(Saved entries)
>>>

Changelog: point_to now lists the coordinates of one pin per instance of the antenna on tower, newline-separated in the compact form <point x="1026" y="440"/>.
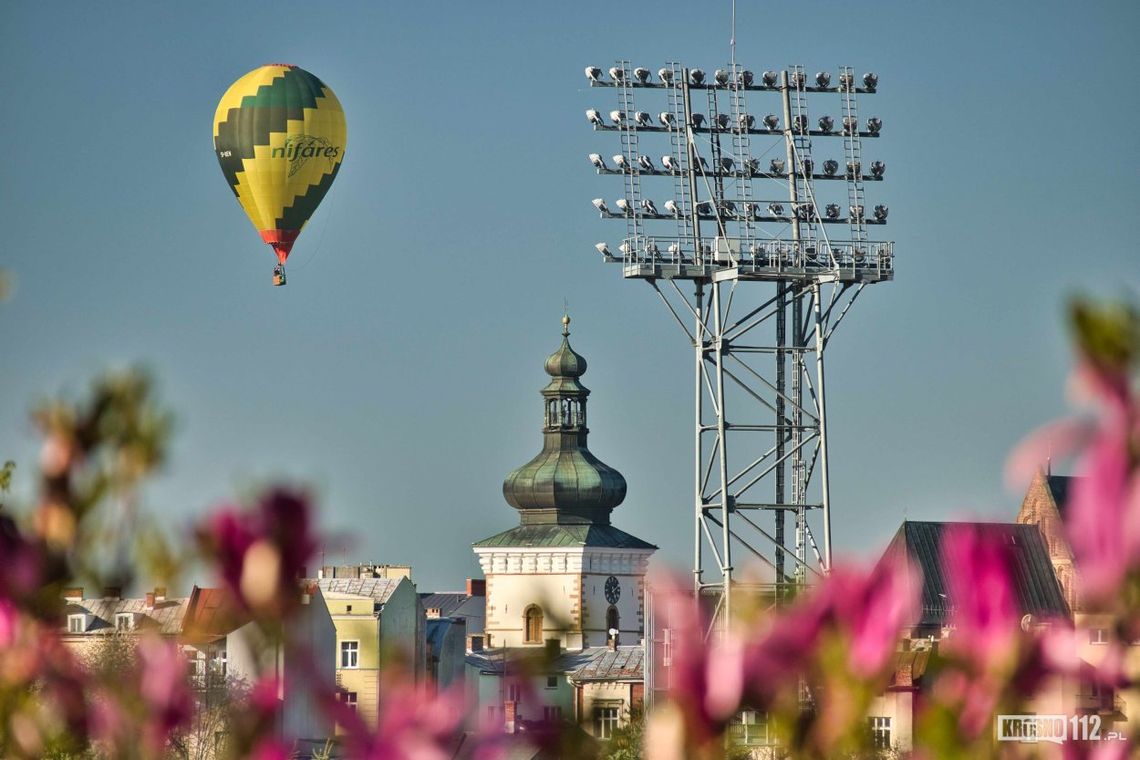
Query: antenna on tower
<point x="767" y="252"/>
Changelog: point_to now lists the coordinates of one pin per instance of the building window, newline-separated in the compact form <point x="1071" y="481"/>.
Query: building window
<point x="350" y="654"/>
<point x="880" y="733"/>
<point x="532" y="624"/>
<point x="605" y="720"/>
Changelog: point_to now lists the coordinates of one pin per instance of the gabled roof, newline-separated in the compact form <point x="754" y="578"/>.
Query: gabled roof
<point x="379" y="589"/>
<point x="566" y="534"/>
<point x="1034" y="580"/>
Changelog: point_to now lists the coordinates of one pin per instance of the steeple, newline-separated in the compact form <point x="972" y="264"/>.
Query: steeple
<point x="564" y="483"/>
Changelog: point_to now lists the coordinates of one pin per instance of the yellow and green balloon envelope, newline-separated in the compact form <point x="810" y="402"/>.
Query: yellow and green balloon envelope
<point x="279" y="137"/>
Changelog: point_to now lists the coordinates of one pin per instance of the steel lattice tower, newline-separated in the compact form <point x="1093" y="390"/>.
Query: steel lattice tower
<point x="748" y="218"/>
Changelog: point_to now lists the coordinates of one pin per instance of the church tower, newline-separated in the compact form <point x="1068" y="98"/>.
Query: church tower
<point x="564" y="572"/>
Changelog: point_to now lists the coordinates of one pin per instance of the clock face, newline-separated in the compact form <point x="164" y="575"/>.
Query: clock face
<point x="612" y="590"/>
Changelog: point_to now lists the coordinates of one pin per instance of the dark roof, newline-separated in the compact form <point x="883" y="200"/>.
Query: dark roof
<point x="594" y="663"/>
<point x="567" y="534"/>
<point x="1035" y="585"/>
<point x="1059" y="489"/>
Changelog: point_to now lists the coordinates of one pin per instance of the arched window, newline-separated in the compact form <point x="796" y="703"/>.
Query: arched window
<point x="532" y="624"/>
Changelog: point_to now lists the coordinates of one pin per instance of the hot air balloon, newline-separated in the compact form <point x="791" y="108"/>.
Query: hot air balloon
<point x="279" y="137"/>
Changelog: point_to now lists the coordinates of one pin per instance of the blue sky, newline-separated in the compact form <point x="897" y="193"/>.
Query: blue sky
<point x="398" y="373"/>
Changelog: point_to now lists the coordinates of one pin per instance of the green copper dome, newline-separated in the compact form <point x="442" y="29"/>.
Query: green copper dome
<point x="564" y="483"/>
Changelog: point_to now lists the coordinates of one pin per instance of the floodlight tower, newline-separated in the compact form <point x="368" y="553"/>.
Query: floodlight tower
<point x="750" y="210"/>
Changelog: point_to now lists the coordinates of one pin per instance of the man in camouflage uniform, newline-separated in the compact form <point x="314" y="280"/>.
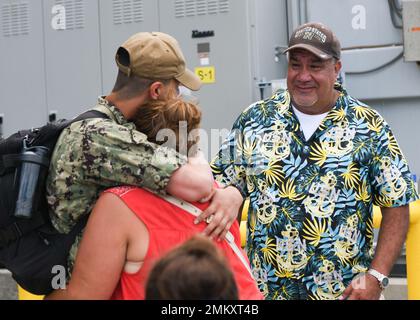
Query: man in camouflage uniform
<point x="95" y="154"/>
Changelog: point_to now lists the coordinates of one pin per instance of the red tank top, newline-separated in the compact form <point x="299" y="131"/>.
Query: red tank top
<point x="168" y="227"/>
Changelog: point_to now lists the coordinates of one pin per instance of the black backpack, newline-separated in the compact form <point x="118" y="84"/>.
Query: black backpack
<point x="29" y="245"/>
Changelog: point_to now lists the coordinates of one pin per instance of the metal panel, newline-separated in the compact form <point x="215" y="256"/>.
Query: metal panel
<point x="72" y="55"/>
<point x="22" y="75"/>
<point x="411" y="14"/>
<point x="119" y="20"/>
<point x="356" y="22"/>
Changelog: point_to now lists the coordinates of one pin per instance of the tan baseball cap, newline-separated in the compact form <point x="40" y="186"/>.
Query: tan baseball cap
<point x="316" y="38"/>
<point x="155" y="55"/>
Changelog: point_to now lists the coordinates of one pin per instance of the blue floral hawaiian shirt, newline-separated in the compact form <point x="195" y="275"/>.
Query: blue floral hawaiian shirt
<point x="310" y="225"/>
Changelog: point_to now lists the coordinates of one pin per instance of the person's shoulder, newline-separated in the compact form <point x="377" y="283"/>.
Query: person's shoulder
<point x="363" y="110"/>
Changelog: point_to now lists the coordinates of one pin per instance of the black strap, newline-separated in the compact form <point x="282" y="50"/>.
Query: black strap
<point x="18" y="229"/>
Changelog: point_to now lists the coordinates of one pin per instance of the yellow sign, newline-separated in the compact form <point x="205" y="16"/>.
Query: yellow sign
<point x="206" y="74"/>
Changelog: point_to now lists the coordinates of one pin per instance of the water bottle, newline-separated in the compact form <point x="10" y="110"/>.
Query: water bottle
<point x="34" y="166"/>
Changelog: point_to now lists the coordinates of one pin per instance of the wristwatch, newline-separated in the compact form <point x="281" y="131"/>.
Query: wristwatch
<point x="382" y="279"/>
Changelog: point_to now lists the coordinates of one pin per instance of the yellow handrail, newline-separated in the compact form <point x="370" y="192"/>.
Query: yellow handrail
<point x="412" y="248"/>
<point x="412" y="244"/>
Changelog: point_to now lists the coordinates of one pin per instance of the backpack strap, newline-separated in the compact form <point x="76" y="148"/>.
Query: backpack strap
<point x="18" y="229"/>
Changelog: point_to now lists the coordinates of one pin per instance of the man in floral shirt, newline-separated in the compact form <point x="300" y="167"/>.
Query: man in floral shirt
<point x="313" y="161"/>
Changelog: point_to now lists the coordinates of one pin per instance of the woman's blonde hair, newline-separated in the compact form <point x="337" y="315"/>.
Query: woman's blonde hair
<point x="173" y="114"/>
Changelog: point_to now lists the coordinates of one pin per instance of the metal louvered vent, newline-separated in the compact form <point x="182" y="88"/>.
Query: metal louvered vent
<point x="75" y="13"/>
<point x="128" y="11"/>
<point x="15" y="19"/>
<point x="192" y="8"/>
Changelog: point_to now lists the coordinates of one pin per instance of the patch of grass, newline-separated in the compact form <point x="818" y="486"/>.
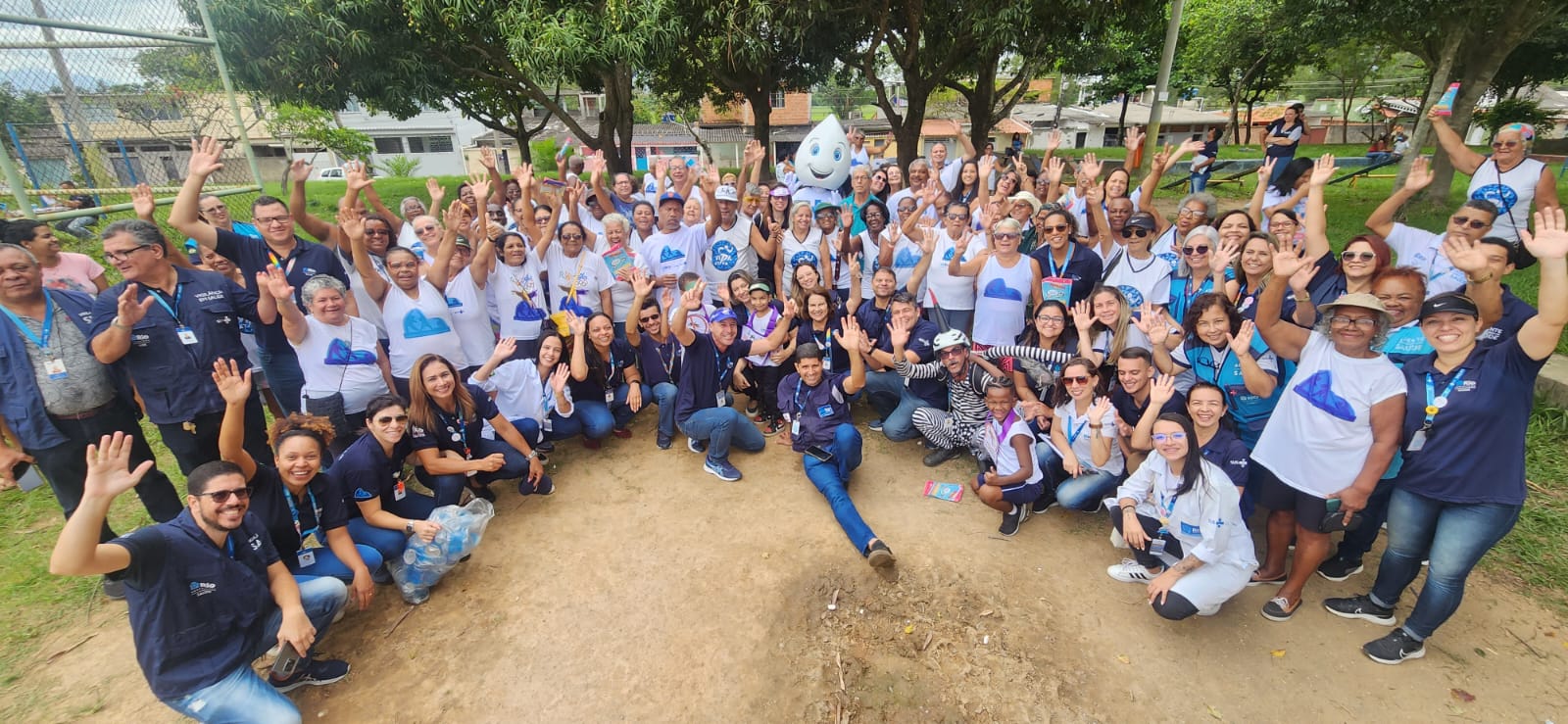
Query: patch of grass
<point x="1533" y="552"/>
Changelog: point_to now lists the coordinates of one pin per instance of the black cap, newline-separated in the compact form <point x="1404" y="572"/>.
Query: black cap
<point x="1449" y="301"/>
<point x="1518" y="256"/>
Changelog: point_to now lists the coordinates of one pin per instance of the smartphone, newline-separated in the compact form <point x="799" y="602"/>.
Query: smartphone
<point x="287" y="661"/>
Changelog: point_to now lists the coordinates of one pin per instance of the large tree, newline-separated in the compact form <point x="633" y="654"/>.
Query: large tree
<point x="397" y="55"/>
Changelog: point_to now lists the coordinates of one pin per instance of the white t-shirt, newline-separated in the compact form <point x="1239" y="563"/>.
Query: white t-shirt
<point x="953" y="292"/>
<point x="1319" y="434"/>
<point x="1074" y="428"/>
<point x="1424" y="251"/>
<point x="341" y="358"/>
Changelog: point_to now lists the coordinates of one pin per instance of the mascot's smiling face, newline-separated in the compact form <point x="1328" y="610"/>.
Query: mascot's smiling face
<point x="823" y="157"/>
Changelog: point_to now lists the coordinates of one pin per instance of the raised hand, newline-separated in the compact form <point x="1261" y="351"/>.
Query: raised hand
<point x="232" y="384"/>
<point x="206" y="157"/>
<point x="1551" y="235"/>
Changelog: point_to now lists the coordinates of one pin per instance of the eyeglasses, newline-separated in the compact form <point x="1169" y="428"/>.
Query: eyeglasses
<point x="122" y="256"/>
<point x="223" y="496"/>
<point x="1346" y="321"/>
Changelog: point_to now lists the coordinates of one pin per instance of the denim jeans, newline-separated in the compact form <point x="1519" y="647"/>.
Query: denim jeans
<point x="833" y="477"/>
<point x="600" y="417"/>
<point x="894" y="403"/>
<point x="1452" y="536"/>
<point x="243" y="697"/>
<point x="1082" y="493"/>
<point x="721" y="428"/>
<point x="449" y="488"/>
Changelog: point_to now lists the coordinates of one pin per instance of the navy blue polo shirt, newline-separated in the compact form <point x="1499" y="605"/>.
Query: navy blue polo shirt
<point x="835" y="356"/>
<point x="1230" y="454"/>
<point x="365" y="472"/>
<point x="454" y="433"/>
<point x="321" y="507"/>
<point x="819" y="410"/>
<point x="1084" y="268"/>
<point x="932" y="391"/>
<point x="308" y="259"/>
<point x="593" y="389"/>
<point x="1515" y="313"/>
<point x="661" y="361"/>
<point x="196" y="608"/>
<point x="706" y="373"/>
<point x="1474" y="452"/>
<point x="174" y="378"/>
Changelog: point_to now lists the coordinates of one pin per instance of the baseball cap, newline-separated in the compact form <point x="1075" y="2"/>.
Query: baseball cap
<point x="1449" y="301"/>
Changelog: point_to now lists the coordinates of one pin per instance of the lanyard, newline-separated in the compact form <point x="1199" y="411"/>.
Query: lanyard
<point x="1435" y="403"/>
<point x="294" y="512"/>
<point x="1051" y="262"/>
<point x="49" y="323"/>
<point x="179" y="289"/>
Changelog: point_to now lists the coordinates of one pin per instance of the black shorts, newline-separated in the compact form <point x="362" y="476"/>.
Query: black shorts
<point x="1277" y="496"/>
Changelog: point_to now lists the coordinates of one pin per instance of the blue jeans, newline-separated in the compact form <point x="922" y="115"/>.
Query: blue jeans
<point x="449" y="488"/>
<point x="665" y="399"/>
<point x="1081" y="494"/>
<point x="243" y="697"/>
<point x="328" y="564"/>
<point x="1452" y="536"/>
<point x="721" y="428"/>
<point x="598" y="417"/>
<point x="388" y="543"/>
<point x="833" y="475"/>
<point x="894" y="403"/>
<point x="284" y="375"/>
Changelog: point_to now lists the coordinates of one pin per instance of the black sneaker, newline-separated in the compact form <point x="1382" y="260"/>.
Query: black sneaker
<point x="1395" y="648"/>
<point x="1360" y="606"/>
<point x="318" y="673"/>
<point x="1010" y="520"/>
<point x="937" y="457"/>
<point x="1338" y="569"/>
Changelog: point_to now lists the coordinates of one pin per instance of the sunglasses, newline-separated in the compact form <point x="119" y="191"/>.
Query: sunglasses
<point x="223" y="496"/>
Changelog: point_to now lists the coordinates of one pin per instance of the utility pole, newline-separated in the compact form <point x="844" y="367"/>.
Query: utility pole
<point x="1152" y="138"/>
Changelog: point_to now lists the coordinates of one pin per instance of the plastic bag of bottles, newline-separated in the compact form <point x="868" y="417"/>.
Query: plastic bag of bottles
<point x="423" y="563"/>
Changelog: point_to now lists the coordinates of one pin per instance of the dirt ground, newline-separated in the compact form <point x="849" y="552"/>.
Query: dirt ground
<point x="648" y="590"/>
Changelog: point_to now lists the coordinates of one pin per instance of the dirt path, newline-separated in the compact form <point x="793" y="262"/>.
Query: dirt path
<point x="651" y="591"/>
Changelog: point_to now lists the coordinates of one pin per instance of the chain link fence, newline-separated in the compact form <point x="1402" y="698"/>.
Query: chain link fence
<point x="99" y="96"/>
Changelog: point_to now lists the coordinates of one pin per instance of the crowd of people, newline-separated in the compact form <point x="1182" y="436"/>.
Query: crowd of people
<point x="1048" y="320"/>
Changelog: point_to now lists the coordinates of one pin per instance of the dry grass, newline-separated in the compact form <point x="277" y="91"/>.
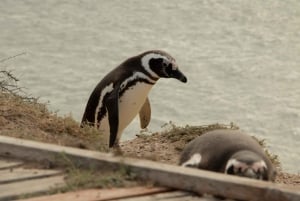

<<<

Only the lines from the one containing "Query: chain link fence" through the last line of the data above, both included, belong in the reply, each restated exactly and without pictures.

Query: chain link fence
<point x="99" y="96"/>
Changelog: point_to now lists the coordinates of one pin per instance of the crowd of people, newline-separated in the compact form <point x="1182" y="436"/>.
Query: crowd of people
<point x="1048" y="320"/>
Changelog: point_to now lists the coordinates of one pin per instance of the dry grass, newline-separated in the compact form <point x="277" y="91"/>.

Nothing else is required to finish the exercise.